Seçilen bölüm:
==============================

28 Şubat süreci, Necmettin Erbakan'ın başbakan, Tansu Çiller'in başbakan yardımcısı olduğu 28 Şubat 1997'de yapılan Millî Güvenlik Kurulu toplantısı sonucu açıklanan kararlarla "irtica"ya karşı başlayan ordu ve bürokrasi merkezli süreç.Süreç, Erbakan'ın istifasına ve REFAHYOL Hükûmetinin dağılmasına yol açmıştır. Türk siyasi tarihine geçen kararların uygulandığı dönemde Türkiye'de siyasi, idari, hukuki ve toplumsal alanlarda değişimler yaşanmıştır. Yaşananlar postmodern darbe olarak da adlandırılmıştır.Verilen kararların ve yaptırımların uygulanıp uygulanmadığını denetlemek için Çevik Bir öncülüğünde Batı Çalışma Grubu kurulmuştur. 28 Şubat sürecinde aktif rol alan bazı kişiler (Çetin Doğan, Kemal Gürüz vs.) daha sonra Balyoz, Ergenekon gibi davalarda yargılanmıştır. 28 Şubat davası ise 2012 yılında başlamıştır.
O dönemin canlı tanıklarından yazarımız Sema Koca ile 28 Şubatı’ı konuştuk
B.E-Sizi tanıyabilirmiyiz
S.K-Sema Koca. 1977 Gaziantep doğumluyum. İlk, orta, lise ve üniversite de dahil olmak üzere eğitimimi Gaziantep'te tamamladım.
B.E-28 Şubat'ta nerede hangi okulda talebe idiniz?
S.K-Gaziantep Üniversitesi Fen-Edebiyat Fakültesi Tarih Bölümü 1.sınıf öğrencisiydim.
B.E -Bilmeyenlere, 28 Şubat'a gelinceye kadar neler yaşadınız anlatabilir misiniz?
S.K-Bilinçli bir müslüman olmayı üniversiteye hazırlık dönemindeyken öğrendim.
Başörtüsüyle, ki Allah'ın ayetini başımın üzerinde taşımaktan gurur duyuyorum, 18 yaşındayken şereflendim ELHAMDÜLİLLAH.

==============================

Sağlanan bilgiler:
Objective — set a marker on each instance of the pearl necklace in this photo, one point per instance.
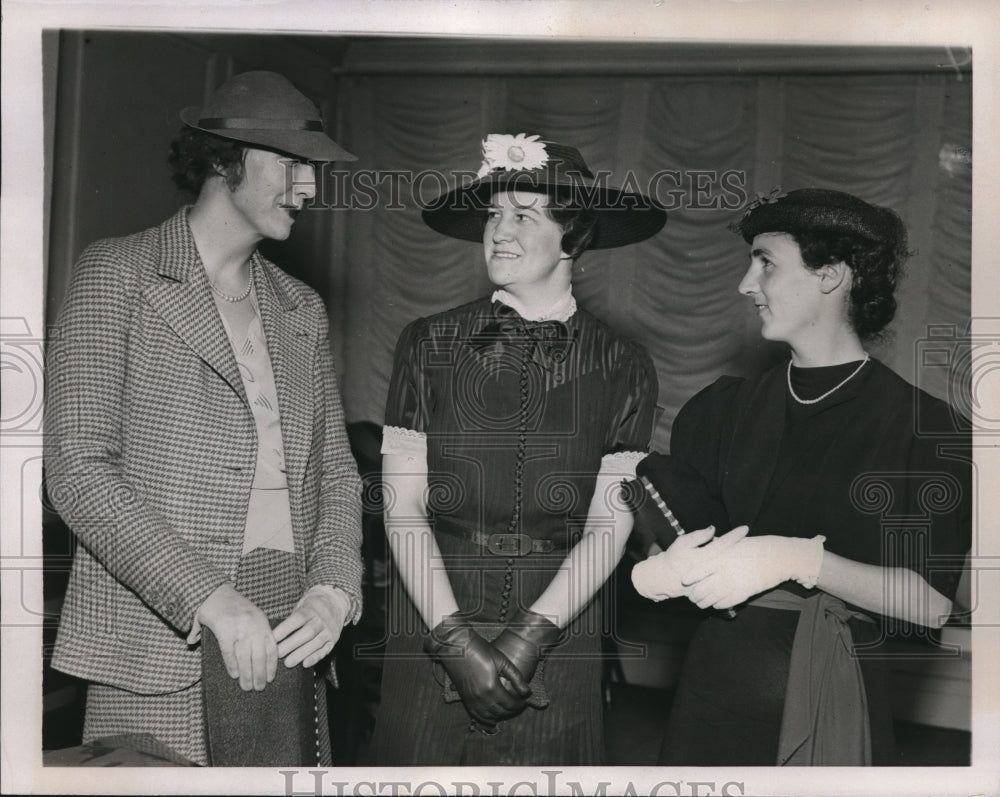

==============================

Amaç: Seçilen bölüme göre, 28 Şubat kararlarının ve yaptırımlarının uygulanıp uygulanmadığını denetlemek için kimin öncülüğünde hangi grup kurulmuştur?

Tamamlanan görev: Çevik Bir öncülüğünde Batı Çalışma Grubu kurulmuştur.